• [PROBLEM TO WORK ON]: Within the listing that follows, state how many lines include the word "bridge"; write only that number.
[[ THE RECORDS, beginning ]]
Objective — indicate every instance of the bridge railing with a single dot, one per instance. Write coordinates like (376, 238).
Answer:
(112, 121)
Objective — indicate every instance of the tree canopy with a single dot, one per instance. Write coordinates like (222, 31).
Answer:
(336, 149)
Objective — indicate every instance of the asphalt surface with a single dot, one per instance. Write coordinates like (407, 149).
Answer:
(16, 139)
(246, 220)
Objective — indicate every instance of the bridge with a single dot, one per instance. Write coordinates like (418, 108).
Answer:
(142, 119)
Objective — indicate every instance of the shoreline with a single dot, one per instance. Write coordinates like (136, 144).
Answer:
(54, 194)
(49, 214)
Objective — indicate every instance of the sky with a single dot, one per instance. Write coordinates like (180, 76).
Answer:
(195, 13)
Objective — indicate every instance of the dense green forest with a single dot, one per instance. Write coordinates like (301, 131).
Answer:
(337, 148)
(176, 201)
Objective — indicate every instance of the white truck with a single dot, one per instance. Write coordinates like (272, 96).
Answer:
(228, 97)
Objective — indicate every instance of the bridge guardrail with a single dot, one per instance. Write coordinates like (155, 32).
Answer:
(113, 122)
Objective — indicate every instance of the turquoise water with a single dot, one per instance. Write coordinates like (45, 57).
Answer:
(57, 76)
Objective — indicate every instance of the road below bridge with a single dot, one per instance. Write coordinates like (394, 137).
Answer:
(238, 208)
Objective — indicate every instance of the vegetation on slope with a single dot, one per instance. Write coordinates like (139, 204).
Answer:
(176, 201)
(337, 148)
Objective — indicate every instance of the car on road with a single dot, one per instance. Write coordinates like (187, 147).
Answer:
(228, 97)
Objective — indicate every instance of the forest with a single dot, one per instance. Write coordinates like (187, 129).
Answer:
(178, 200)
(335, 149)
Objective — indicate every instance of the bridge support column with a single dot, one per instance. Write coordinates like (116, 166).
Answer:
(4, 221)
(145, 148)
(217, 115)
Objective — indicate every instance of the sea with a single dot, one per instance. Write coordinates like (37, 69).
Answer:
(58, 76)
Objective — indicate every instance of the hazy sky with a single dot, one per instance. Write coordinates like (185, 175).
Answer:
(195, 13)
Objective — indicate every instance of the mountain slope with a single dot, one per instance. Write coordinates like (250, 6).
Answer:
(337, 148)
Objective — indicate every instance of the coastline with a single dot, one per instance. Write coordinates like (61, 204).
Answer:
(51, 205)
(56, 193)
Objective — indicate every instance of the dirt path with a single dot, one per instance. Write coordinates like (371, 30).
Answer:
[[ THE RECORDS, end ]]
• [TASK RESPONSE]: 5